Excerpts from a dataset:

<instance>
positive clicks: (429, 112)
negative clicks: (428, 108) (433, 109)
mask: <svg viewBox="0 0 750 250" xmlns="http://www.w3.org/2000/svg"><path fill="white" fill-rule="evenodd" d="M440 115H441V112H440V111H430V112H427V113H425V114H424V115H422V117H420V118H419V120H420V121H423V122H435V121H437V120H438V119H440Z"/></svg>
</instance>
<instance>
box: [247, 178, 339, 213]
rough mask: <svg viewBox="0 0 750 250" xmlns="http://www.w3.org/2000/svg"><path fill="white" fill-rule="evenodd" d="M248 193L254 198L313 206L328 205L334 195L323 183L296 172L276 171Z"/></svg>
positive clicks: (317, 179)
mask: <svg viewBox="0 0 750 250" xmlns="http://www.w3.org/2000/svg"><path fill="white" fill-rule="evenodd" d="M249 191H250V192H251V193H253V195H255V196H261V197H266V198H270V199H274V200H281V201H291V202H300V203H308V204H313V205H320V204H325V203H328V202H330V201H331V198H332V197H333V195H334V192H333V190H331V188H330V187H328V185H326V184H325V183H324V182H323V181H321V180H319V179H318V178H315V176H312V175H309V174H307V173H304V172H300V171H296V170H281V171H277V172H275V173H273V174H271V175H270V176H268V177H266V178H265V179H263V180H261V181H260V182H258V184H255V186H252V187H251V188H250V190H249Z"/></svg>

...

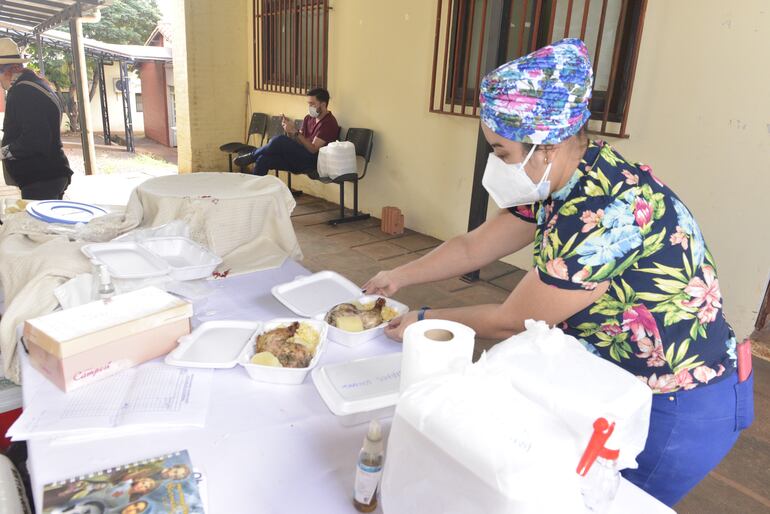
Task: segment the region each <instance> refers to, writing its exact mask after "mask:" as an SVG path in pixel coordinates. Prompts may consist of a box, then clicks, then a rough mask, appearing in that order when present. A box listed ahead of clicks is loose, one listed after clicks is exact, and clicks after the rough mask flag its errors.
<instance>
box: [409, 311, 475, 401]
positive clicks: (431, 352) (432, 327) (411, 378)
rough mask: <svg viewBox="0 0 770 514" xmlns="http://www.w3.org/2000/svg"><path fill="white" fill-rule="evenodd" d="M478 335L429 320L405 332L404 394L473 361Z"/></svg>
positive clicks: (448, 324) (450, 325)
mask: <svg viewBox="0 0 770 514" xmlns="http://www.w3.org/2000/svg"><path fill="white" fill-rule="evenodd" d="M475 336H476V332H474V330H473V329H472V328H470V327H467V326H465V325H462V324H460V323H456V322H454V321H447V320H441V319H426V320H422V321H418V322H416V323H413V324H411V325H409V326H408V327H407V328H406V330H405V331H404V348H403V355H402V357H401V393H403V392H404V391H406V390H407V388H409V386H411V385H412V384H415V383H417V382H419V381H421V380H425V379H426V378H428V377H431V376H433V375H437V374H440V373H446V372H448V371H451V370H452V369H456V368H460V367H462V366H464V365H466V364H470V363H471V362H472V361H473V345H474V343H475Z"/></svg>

- **Work to be completed**
A single number is the whole answer: how many lines of the records contain the word "rough".

- **Problem solution**
3